▶ _Extracted records_:
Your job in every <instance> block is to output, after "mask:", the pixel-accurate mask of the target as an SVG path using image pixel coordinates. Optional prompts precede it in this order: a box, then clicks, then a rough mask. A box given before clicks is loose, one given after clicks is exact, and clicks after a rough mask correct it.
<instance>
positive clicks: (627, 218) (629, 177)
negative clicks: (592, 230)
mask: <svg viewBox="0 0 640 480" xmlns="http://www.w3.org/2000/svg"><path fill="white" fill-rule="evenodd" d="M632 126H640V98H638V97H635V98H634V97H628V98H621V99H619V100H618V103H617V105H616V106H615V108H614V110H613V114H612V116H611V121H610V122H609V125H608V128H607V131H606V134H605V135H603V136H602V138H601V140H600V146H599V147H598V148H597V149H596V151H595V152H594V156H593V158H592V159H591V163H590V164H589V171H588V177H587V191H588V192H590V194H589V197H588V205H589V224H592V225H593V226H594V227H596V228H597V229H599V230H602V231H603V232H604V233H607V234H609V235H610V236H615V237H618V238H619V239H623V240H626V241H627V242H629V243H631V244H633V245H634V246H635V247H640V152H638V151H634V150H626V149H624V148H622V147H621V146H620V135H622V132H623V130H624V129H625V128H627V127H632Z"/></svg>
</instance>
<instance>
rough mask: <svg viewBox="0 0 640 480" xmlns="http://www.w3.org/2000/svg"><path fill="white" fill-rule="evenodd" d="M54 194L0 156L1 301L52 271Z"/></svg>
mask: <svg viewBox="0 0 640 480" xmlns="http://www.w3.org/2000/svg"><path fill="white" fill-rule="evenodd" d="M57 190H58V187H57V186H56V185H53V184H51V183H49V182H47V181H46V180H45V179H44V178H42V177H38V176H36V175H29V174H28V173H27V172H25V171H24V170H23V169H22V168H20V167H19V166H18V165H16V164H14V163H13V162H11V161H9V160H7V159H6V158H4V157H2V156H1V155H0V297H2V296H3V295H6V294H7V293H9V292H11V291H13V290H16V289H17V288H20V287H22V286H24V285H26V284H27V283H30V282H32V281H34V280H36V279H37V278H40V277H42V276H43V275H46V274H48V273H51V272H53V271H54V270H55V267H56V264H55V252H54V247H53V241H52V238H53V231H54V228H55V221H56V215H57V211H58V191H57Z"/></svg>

▶ _How to complete this task_: Copy every line of the records word for word.

▶ _Written solution_:
Your job in every <instance> block is to output, after "mask:", the pixel-accurate mask of the target as an SVG path using image pixel coordinates. Optional prompts precede it in this order: a box, then clicks, then a rough mask. A box given before clicks is loose, one given after clicks is exact, and clicks after a rough mask correct it.
<instance>
positive clicks: (627, 218) (629, 177)
negative clicks: (592, 230)
mask: <svg viewBox="0 0 640 480" xmlns="http://www.w3.org/2000/svg"><path fill="white" fill-rule="evenodd" d="M632 126H640V98H638V97H635V98H634V97H628V98H621V99H619V100H618V103H617V105H616V106H615V108H614V110H613V114H612V116H611V121H610V122H609V125H608V128H607V131H606V134H605V135H603V136H602V138H601V140H600V146H599V147H598V148H597V149H596V151H595V152H594V156H593V158H592V159H591V163H590V164H589V171H588V177H587V191H588V192H590V194H589V197H588V205H589V224H592V225H593V226H594V227H596V228H597V229H599V230H602V231H603V232H604V233H607V234H609V235H610V236H615V237H618V238H619V239H623V240H626V241H627V242H629V243H631V244H633V245H634V246H635V247H640V152H638V151H634V150H626V149H624V148H622V147H621V146H620V135H622V132H623V130H624V129H625V128H627V127H632Z"/></svg>
</instance>
<instance>
rough mask: <svg viewBox="0 0 640 480" xmlns="http://www.w3.org/2000/svg"><path fill="white" fill-rule="evenodd" d="M54 194L0 156L1 301L52 271Z"/></svg>
mask: <svg viewBox="0 0 640 480" xmlns="http://www.w3.org/2000/svg"><path fill="white" fill-rule="evenodd" d="M57 190H58V187H57V186H56V185H53V184H51V183H49V182H47V181H46V180H45V179H44V178H42V177H38V176H36V175H29V174H28V173H27V172H25V171H24V170H23V169H22V168H20V167H19V166H18V165H16V164H14V163H13V162H11V161H9V160H7V159H6V158H4V157H2V156H1V155H0V297H2V296H3V295H6V294H7V293H9V292H11V291H13V290H16V289H17V288H20V287H22V286H24V285H26V284H27V283H30V282H32V281H34V280H36V279H37V278H40V277H42V276H43V275H46V274H48V273H51V272H53V271H54V270H55V267H56V264H55V252H54V247H53V241H52V238H53V231H54V228H55V221H56V215H57V211H58V191H57Z"/></svg>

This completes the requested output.